## Selected extract
The Usual (And Not So Usual) Suspects: Viruses Circulating Now

Woman with common cold

Have you or your kids had viral infections recently?  Sometimes it feels like we are playing “catch-up” on viral infections after having relatively few at the beginning of the pandemic.  And it’s true that the timing and seasonal variations of certain viral infections are off right now.  

Usually we see more enteroviruses in the spring and summer.  Enteroviruses and coxsackie viruses cause illnesses like the common cold, Hand Foot Mouth, and Herpangina.  Symptoms include sneezing, sore throat, cough, rash, sores in the mouth, fever and muscle and body aches. 

But given the interruption to transmission of viruses due to COVID-19, we are seeing other viruses right now that we would not expect to see.  Influenza season lasted uncharacteristically long and into the summer months.  RSV, a lower respiratory virus, usually occurs in the winter months and is circulating now.  And, of course, COVID numbers continue to rise and will undoubtedly get worse as schools start back.  

Normal precautions like hand-washing, covering the face and nose for cough and sneezing, and staying home when sick help to reduce transmission of these viruses, but they are often unavoidable especially for those of us that work around other people or have kids in daycare and school.  

Rapid COVID tests that you can take at home are helpful and accurate.  I recommend taking several tests a day apart if you get a negative result and have COVID – like symptoms.  But that said, if you have a negative result and take the test correctly it could very well be your illness is due to any number of other circulating viruses – which also means you are unlikely to need antibiotics to get better.  These typically resolve on their own after 3-7 days.

## Provided material
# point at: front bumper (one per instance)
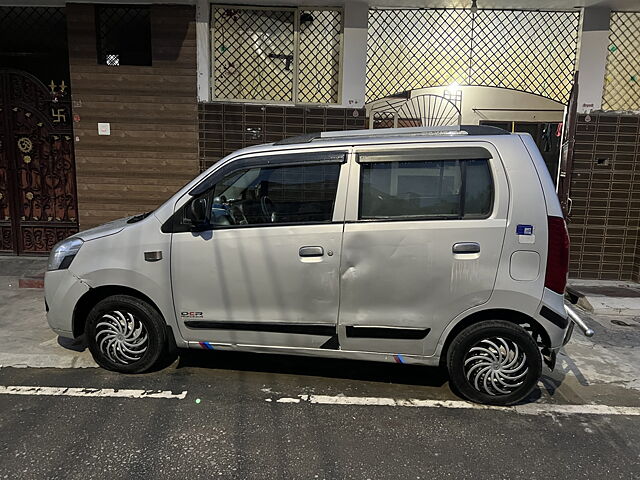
(62, 290)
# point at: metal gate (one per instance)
(38, 205)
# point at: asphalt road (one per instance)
(239, 418)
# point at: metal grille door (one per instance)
(531, 51)
(319, 59)
(253, 54)
(276, 54)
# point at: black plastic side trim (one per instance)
(383, 332)
(558, 320)
(293, 328)
(332, 344)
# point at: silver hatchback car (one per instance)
(421, 246)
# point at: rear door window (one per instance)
(416, 185)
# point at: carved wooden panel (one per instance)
(39, 171)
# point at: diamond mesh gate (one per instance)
(531, 51)
(276, 54)
(622, 78)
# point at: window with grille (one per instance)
(622, 78)
(123, 35)
(276, 54)
(399, 185)
(530, 51)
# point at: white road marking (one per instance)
(90, 392)
(528, 409)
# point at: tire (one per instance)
(494, 362)
(126, 334)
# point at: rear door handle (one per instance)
(466, 247)
(311, 251)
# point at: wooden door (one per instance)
(38, 205)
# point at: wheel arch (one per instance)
(527, 322)
(95, 295)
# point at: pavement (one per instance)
(236, 415)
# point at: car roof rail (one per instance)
(388, 132)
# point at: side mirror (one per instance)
(197, 212)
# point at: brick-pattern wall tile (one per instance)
(605, 189)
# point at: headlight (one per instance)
(63, 253)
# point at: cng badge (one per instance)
(525, 234)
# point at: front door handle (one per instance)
(311, 251)
(466, 247)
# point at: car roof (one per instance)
(347, 138)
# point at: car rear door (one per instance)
(266, 272)
(424, 229)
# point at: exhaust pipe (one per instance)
(588, 332)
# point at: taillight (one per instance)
(557, 255)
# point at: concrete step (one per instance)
(22, 272)
(606, 297)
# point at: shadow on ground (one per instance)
(319, 367)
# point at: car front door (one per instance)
(264, 270)
(424, 229)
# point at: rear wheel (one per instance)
(494, 362)
(126, 334)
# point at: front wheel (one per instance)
(494, 362)
(126, 334)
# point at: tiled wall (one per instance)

## Your task
Answer these from the article on circulating viruses:
(a) In which seasons are enteroviruses usually seen?
(b) In which months does RSV usually occur?
(c) How many days do the other circulating viruses typically take to resolve on their own?

## Solution to the exercise
(a) Spring and summer
(b) The winter months
(c) 3-7 days